** Passage to read follows **

Battle of St. Eustache
The Battle of St. Eustache was the last great battle of the Lower Canada (Quebec) Rebellion. St. Eustache is a rather small town located to the north of Montreal.
The Patriots established their camps there. It was from these bases that leaders of this force Jean-Olivier Chenier and Amury Girod intended to seize the metropolis. In fact, the number of the Patriots was relatively small, but they relied on sympathizers within the city. Reality was, however, very harsh. Louis-Joseph Papineau, Thomas Storrow Brown and Wolfred Nelson had fled to the United States, along with hundreds of other Patriots.
On 6 December 1837, the movement suffered another setback when 80 or so of their exiled fellow Patriots were ambushed by local militia as they attempted to re-enter Quebec from Vermont. One Patriot was killed, while arms, artillery, ammunition and four Patriots were captured. The remaining Patriots were forced to retreat to the United States.

** End of Passage to read **
** Dataset content follows **

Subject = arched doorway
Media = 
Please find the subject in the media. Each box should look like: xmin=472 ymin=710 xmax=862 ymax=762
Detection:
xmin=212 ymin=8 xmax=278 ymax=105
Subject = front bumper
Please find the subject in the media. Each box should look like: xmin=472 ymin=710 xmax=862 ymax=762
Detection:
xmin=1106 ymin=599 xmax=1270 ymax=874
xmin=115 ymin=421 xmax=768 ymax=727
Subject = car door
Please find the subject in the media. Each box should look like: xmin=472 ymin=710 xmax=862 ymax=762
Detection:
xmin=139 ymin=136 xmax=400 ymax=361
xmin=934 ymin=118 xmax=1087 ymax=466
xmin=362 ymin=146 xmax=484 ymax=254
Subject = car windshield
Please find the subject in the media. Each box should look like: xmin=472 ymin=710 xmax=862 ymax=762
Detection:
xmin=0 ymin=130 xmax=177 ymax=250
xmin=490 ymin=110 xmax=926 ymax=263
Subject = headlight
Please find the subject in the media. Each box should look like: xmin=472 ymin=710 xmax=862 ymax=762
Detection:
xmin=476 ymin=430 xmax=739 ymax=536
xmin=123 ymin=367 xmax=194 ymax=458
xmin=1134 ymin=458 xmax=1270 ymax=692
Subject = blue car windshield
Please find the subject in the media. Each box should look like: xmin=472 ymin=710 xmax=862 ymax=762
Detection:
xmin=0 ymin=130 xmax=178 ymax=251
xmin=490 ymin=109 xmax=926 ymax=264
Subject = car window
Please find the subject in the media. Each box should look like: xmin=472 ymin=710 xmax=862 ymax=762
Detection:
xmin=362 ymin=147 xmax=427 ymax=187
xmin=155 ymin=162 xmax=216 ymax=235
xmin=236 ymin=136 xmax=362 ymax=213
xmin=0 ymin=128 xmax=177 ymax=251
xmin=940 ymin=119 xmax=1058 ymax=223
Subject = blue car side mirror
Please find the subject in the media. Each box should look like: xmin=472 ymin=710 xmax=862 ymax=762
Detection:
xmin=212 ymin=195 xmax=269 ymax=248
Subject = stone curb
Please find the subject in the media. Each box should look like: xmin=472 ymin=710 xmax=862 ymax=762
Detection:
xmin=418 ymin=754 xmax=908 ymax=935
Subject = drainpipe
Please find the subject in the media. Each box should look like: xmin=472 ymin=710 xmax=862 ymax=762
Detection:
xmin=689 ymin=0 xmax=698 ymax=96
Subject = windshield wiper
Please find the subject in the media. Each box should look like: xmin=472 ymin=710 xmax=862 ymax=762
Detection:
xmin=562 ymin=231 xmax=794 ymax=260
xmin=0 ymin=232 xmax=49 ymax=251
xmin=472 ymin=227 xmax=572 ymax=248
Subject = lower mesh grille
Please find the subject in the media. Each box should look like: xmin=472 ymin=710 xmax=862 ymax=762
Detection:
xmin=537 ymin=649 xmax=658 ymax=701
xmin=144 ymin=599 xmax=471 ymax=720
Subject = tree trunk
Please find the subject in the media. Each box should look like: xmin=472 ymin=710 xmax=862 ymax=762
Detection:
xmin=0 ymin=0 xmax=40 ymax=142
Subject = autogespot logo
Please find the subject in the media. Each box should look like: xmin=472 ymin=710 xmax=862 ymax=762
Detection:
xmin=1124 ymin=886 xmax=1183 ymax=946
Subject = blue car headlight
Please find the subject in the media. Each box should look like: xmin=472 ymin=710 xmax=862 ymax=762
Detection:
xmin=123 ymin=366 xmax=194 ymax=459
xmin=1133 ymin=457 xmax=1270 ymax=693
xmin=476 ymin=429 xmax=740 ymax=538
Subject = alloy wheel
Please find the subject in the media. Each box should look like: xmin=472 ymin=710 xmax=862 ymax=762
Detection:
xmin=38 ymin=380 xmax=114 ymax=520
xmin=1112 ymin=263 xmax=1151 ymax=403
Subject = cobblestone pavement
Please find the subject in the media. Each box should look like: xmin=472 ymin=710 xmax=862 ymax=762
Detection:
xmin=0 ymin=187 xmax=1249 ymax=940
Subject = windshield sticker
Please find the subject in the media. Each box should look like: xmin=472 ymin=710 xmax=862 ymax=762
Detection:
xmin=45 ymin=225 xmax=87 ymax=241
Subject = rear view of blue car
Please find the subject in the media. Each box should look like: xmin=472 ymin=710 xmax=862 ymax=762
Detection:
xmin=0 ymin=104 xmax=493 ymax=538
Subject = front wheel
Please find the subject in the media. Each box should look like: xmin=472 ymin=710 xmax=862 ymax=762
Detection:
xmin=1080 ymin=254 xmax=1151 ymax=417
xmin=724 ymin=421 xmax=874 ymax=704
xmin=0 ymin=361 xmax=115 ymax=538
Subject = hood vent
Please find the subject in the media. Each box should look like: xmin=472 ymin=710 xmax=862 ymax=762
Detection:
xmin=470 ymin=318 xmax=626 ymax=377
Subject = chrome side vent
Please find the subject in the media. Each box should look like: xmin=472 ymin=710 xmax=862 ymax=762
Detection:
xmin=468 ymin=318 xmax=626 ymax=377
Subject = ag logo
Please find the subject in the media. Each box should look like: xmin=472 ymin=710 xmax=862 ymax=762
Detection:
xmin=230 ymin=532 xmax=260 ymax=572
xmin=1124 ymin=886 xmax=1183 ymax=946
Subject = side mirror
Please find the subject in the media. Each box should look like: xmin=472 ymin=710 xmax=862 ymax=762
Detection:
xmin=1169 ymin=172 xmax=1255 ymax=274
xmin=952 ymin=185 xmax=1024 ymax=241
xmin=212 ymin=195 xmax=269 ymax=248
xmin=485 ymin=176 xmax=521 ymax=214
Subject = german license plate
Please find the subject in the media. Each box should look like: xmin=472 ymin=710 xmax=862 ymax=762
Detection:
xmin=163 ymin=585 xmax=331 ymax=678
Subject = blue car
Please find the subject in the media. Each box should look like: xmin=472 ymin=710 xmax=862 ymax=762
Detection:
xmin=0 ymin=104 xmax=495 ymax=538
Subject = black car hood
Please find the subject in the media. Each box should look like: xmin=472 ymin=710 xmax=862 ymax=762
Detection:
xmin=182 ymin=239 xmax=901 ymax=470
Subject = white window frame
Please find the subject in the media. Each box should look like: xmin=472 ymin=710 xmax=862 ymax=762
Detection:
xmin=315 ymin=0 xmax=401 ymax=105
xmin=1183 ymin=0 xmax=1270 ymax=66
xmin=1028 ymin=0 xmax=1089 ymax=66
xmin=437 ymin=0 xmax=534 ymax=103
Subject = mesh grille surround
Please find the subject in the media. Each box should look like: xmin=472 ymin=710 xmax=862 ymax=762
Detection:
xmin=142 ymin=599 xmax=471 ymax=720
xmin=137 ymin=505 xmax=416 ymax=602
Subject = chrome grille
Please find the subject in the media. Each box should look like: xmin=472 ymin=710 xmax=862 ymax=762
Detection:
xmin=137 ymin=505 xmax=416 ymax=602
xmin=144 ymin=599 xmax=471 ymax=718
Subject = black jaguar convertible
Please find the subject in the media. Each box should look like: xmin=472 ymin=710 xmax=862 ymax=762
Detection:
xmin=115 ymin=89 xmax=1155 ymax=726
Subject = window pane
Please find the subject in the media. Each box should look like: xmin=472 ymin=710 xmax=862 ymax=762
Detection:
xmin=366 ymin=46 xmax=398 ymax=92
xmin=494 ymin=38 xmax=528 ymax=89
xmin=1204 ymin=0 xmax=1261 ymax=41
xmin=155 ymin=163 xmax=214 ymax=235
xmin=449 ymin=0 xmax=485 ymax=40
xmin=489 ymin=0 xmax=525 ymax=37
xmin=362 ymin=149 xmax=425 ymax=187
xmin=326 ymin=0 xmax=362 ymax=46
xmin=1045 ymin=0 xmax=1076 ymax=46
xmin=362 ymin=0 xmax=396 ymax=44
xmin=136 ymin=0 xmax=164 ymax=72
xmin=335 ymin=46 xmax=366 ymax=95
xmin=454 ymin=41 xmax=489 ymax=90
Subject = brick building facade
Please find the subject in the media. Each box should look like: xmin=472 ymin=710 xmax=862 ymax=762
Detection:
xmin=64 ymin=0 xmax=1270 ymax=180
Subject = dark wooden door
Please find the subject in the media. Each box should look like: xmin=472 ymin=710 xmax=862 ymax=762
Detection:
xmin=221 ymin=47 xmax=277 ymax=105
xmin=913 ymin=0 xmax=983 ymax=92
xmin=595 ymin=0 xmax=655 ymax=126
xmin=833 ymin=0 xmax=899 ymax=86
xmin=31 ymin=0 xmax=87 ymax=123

** End of Dataset content **
** Dataset content follows **

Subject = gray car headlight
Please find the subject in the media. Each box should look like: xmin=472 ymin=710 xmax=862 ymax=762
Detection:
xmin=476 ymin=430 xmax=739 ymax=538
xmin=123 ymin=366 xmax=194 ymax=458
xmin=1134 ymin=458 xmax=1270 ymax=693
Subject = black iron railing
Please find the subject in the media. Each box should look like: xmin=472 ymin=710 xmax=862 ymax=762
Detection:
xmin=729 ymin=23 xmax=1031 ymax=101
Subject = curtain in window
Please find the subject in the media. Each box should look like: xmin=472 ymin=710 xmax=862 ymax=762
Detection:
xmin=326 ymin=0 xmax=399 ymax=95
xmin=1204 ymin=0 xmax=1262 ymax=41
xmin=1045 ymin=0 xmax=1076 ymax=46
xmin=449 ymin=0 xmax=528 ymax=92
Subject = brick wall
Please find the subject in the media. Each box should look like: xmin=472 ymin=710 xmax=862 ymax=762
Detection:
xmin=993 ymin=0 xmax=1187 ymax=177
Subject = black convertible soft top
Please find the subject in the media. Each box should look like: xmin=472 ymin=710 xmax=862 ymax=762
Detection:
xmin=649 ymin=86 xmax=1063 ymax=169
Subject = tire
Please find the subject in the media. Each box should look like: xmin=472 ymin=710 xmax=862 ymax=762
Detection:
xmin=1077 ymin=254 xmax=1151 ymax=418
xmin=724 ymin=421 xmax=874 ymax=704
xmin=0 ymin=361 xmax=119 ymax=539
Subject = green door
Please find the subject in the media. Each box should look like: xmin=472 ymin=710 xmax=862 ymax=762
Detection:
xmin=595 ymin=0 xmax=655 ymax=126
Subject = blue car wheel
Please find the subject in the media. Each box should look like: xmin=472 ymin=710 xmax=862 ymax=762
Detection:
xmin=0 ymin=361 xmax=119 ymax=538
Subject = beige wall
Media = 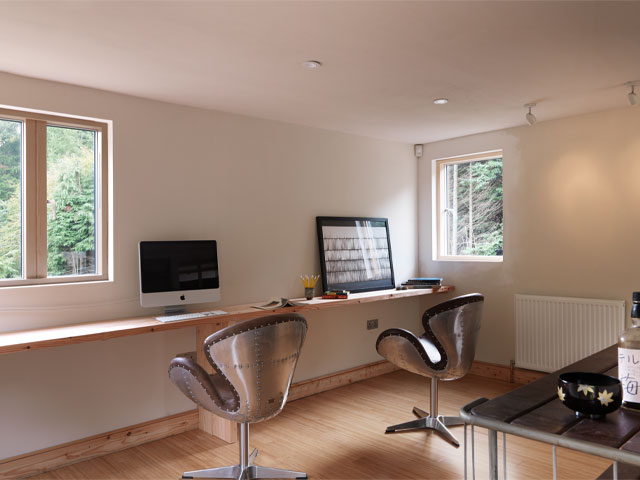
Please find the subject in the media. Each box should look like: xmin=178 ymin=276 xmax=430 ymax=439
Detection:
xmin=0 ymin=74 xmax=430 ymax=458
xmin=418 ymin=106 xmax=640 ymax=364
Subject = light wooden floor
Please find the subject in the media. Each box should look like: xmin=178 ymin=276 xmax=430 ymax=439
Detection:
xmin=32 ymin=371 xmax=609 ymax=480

** End of Dataset content **
** Dataset content follows **

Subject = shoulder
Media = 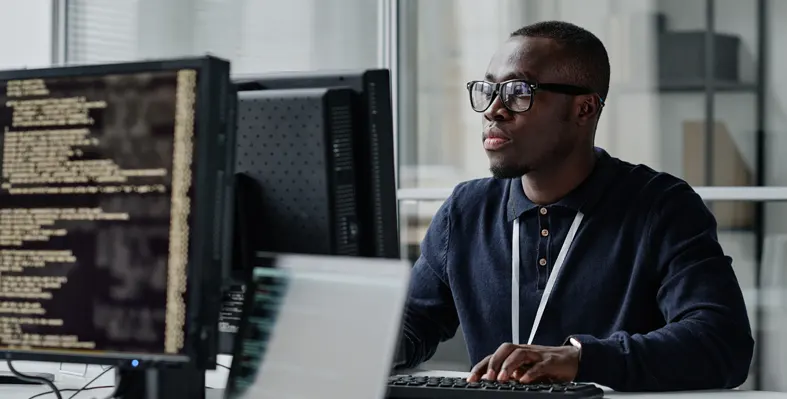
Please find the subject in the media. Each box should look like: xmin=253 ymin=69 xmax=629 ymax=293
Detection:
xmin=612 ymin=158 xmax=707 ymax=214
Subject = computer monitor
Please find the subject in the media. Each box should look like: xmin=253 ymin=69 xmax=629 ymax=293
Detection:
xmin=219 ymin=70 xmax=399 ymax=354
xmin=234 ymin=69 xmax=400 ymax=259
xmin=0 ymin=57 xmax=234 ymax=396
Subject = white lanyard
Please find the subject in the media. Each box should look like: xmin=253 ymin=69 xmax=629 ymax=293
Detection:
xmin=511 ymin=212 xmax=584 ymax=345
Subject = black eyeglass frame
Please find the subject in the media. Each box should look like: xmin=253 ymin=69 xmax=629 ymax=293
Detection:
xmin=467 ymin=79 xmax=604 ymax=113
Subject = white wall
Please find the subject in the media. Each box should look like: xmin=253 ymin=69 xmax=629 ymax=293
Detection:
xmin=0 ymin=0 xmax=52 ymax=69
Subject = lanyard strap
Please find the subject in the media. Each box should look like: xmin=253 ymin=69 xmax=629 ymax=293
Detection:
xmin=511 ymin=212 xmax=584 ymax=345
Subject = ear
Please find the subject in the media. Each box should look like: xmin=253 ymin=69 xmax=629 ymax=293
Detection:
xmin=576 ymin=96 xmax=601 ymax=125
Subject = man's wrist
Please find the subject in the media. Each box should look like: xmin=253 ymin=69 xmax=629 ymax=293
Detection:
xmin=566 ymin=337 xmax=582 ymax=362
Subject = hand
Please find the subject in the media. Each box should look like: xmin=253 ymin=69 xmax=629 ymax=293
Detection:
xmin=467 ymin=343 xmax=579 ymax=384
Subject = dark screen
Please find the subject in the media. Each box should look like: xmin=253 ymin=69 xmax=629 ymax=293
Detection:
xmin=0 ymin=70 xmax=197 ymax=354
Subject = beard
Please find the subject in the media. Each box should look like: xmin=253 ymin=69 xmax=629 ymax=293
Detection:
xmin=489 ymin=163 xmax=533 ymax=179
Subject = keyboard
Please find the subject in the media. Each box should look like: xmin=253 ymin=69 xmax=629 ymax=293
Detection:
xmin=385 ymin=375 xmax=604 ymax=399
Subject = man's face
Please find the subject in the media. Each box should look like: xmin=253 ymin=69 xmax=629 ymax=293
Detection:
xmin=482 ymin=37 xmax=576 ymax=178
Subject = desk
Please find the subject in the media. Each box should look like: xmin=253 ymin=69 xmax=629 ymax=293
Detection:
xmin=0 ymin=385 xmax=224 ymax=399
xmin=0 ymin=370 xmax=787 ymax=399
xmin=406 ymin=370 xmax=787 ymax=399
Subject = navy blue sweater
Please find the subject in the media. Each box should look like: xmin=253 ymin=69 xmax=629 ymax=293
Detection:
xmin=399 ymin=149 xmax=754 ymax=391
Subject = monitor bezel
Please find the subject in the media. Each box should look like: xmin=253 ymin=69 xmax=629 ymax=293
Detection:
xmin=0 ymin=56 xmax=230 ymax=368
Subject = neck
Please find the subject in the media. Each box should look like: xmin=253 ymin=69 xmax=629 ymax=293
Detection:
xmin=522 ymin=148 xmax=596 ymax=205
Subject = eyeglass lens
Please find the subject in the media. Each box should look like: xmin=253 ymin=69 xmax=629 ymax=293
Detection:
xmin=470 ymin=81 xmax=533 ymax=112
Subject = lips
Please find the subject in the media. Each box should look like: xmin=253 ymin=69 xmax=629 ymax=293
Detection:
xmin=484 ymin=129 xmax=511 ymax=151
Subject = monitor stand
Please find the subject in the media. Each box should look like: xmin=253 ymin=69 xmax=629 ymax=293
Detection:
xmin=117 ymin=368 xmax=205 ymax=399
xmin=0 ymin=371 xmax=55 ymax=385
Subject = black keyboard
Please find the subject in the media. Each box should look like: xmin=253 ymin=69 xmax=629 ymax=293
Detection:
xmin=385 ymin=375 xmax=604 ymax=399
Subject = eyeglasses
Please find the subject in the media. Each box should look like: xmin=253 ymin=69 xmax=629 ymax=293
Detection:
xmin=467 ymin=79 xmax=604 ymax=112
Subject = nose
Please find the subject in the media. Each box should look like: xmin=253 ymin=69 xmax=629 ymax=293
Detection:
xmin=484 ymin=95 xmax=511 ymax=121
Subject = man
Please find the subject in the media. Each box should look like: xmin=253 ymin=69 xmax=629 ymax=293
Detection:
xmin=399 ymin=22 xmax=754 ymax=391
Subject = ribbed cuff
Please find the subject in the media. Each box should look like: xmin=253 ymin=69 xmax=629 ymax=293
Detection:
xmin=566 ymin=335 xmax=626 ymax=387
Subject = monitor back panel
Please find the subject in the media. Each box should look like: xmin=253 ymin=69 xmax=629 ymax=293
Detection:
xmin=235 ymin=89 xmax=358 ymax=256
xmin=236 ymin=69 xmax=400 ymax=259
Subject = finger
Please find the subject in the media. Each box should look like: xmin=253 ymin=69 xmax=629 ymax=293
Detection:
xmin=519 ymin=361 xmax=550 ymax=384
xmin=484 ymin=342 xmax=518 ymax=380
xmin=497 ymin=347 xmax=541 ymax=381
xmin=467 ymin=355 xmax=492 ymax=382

** End of Dataset content **

Echo back, unchanged and in full, the passage on the Battle of St. Eustache.

Battle of St. Eustache
The Battle of St. Eustache was the last great battle of the Lower Canada (Quebec) Rebellion. St. Eustache is a rather small town located to the north of Montreal.
The Patriots established their camps there. It was from these bases that leaders of this force Jean-Olivier Chenier and Amury Girod intended to seize the metropolis. In fact, the number of the Patriots was relatively small, but they relied on sympathizers within the city. Reality was, however, very harsh. Louis-Joseph Papineau, Thomas Storrow Brown and Wolfred Nelson had fled to the United States, along with hundreds of other Patriots.
On 6 December 1837, the movement suffered another setback when 80 or so of their exiled fellow Patriots were ambushed by local militia as they attempted to re-enter Quebec from Vermont. One Patriot was killed, while arms, artillery, ammunition and four Patriots were captured. The remaining Patriots were forced to retreat to the United States.